== TRECHO DA PÁGINA ==

Juíza que chamou servidora de "minha escrava" é punida com remoção de comarca
Áudios com as humilhações da juíza mostram ameaças e palavrões impublicáveis. Foram descartadas penas mais severas, como a aposentadoria ou demissão, e Gisele Ribeiro continuará atuando como magistrada
Lucio Vaz, A Gazeta
A juíza Gisele Lara Ribeiro, acusada de ameaçar, desrespeitar, humilhar e xingar servidores do seu gabinete, teve aprovada a sua remoção compulsória para comarca diversa de Curitiba (PR), mas continuará atuando como magistrada.
A decisão foi tomada por unanimidade pelo Órgão Especial do Tribunal de Justiça do Paraná, em sessão administrativa nesta segunda-feira (23). Foram descartadas penas mais severas, como a aposentadoria ou demissão.
“Parece que você tem paralisia cerebral”; “esse servidor é um burro”; e “vou chutar essa guria” foram algumas das ofensas gravadas em áudio pelos servidores. Outras testemunhas revelaram que a juíza Gisele Ribeiro chegou a se referir a uma servidora, diante de outros funcionários, como sua “escrava branca”.

===

* ENUNCIADO A
Transcreva do trecho a passagem que começa em "A decisão foi" e termina em "aposentadoria ou demissão.".
* ENUNCIADO B
Responda, com base no trecho:
(i) De qual comarca a juíza será removida compulsoriamente?
(ii) Que órgão tomou a decisão sobre a punição?
(iii) De que forma os servidores registraram as ofensas?
Baseie-se unicamente no trecho da página.

== LISTAGEM ==

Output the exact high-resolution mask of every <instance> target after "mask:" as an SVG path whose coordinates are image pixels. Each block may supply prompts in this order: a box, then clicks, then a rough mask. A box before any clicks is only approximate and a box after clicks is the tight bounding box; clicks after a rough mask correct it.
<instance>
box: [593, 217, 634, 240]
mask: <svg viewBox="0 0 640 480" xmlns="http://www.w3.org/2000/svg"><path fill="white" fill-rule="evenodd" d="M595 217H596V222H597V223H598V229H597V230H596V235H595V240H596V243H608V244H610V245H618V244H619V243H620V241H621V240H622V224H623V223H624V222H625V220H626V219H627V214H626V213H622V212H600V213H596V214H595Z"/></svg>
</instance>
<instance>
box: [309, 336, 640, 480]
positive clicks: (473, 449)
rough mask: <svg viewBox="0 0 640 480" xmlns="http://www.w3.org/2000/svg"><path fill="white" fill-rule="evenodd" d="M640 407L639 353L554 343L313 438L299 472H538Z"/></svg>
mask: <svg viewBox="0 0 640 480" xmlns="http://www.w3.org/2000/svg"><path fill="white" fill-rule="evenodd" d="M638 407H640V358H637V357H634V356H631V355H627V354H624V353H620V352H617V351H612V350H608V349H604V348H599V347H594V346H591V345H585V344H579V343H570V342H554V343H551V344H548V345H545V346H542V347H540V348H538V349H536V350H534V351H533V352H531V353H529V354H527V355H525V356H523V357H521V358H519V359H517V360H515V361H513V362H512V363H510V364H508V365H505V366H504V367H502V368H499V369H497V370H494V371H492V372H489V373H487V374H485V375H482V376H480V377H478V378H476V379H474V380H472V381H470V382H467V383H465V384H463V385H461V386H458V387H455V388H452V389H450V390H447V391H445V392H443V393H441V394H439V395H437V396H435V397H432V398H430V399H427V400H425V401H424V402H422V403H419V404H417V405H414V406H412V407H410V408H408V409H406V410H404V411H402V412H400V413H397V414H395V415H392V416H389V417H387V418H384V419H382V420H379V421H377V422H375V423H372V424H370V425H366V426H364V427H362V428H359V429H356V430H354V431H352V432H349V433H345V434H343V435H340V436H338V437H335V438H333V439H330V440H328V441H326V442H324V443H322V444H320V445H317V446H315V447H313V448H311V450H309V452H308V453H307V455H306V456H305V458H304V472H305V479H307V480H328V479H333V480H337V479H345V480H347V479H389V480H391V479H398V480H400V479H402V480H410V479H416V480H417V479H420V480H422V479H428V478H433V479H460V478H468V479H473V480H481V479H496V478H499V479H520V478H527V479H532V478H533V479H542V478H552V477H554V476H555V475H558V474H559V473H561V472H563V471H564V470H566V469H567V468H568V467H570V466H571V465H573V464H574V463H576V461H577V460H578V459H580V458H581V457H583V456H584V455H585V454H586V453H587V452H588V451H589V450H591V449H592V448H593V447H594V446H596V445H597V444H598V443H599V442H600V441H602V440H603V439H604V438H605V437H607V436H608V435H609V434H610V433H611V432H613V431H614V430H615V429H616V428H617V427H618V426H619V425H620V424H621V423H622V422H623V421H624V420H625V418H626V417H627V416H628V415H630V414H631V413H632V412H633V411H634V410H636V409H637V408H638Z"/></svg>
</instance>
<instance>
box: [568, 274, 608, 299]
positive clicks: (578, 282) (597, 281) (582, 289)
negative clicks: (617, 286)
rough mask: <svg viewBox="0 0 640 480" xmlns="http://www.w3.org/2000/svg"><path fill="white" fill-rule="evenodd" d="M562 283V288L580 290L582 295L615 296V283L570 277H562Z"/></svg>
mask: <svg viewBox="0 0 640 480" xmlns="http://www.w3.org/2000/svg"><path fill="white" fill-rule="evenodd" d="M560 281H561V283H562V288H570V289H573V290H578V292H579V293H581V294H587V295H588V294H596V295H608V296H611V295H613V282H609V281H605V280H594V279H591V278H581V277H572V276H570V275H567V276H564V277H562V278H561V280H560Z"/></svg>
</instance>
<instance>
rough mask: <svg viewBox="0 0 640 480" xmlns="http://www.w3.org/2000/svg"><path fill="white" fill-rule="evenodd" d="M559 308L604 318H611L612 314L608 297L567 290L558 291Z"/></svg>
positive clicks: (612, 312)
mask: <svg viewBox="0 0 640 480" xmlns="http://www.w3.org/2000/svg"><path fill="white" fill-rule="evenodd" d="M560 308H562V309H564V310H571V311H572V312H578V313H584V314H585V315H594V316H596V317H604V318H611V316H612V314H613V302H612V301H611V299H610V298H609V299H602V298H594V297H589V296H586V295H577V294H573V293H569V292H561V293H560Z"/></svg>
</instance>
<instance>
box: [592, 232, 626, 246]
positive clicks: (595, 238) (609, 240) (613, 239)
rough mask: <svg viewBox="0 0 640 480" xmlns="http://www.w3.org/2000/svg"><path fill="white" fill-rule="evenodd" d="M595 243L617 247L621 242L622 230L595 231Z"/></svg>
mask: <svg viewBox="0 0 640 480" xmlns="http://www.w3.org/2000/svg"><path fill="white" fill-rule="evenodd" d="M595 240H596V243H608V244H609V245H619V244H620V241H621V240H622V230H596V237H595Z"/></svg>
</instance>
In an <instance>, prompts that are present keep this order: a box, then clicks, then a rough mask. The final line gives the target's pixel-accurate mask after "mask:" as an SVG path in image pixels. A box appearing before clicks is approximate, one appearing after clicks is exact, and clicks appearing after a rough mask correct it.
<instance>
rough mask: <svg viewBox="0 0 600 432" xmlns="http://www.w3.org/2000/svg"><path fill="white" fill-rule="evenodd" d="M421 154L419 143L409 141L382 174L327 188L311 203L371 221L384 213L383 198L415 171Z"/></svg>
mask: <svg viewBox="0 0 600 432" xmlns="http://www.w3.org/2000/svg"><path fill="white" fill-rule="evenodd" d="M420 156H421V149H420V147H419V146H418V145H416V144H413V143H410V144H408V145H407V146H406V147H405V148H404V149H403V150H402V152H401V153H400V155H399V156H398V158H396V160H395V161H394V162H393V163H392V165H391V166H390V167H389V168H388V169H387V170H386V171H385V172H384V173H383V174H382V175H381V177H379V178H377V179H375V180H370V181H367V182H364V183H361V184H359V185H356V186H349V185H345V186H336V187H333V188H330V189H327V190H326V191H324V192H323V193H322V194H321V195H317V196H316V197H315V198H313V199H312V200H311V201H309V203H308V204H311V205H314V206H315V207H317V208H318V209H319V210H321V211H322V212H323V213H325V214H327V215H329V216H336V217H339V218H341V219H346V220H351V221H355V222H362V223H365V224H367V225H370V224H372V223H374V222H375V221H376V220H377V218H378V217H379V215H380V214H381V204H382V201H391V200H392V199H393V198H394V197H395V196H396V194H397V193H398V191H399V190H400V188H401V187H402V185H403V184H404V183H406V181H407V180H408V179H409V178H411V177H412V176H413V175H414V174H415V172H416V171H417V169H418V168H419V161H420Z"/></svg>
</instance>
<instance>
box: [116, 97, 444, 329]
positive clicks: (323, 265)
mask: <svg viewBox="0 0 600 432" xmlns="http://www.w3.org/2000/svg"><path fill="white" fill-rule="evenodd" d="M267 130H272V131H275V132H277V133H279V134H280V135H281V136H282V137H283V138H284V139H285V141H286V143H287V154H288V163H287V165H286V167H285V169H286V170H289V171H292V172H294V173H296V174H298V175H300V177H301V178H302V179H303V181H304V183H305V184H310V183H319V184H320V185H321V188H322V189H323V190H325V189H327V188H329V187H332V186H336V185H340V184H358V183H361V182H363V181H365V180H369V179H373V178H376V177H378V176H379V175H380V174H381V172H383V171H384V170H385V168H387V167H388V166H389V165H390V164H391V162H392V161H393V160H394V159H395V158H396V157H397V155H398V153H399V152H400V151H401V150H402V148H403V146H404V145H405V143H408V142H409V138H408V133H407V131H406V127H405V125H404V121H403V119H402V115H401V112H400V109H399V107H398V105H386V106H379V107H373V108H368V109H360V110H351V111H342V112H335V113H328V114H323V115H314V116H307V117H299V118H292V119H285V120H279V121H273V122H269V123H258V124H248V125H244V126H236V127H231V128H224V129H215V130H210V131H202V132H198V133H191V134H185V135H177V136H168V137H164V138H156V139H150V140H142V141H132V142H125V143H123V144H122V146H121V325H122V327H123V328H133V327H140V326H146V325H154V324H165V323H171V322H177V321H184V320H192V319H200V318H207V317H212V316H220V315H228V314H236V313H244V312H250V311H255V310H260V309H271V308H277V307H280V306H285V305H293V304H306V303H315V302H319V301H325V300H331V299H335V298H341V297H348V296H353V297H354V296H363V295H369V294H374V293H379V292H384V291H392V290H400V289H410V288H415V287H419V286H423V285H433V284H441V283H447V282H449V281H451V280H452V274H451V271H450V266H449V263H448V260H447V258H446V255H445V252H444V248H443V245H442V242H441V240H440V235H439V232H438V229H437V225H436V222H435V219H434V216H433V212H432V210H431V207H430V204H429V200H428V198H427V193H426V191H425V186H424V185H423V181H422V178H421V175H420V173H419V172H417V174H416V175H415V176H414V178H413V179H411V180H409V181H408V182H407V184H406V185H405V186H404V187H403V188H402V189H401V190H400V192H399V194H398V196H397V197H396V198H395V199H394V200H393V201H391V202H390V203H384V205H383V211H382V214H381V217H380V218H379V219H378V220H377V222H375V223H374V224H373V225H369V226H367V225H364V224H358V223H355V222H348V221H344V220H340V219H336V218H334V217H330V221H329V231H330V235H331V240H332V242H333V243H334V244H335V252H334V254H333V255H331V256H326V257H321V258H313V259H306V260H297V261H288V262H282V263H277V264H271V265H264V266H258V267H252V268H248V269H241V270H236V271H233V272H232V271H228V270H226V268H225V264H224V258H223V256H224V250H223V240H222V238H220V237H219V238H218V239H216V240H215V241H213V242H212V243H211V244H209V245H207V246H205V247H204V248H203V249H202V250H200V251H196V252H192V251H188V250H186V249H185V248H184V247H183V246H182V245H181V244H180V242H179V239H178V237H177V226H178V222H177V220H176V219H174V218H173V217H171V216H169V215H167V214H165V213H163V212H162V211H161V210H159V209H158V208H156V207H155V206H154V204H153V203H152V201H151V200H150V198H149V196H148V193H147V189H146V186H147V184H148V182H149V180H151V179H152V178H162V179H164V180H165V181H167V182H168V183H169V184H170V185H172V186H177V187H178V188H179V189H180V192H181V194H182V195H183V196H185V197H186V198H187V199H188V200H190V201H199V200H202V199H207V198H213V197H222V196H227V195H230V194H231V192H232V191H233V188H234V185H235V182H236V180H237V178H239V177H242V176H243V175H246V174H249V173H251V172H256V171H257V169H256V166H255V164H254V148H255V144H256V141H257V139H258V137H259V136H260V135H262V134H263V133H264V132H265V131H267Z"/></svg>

===

* RESPOSTA A
A decisão foi tomada por unanimidade pelo Órgão Especial do Tribunal de Justiça do Paraná, em sessão administrativa nesta segunda-feira (23). Foram descartadas penas mais severas, como a aposentadoria ou demissão.

* RESPOSTA B
(i) De Curitiba (PR).
(ii) O Órgão Especial do Tribunal de Justiça do Paraná.
(iii) Em gravações de áudio.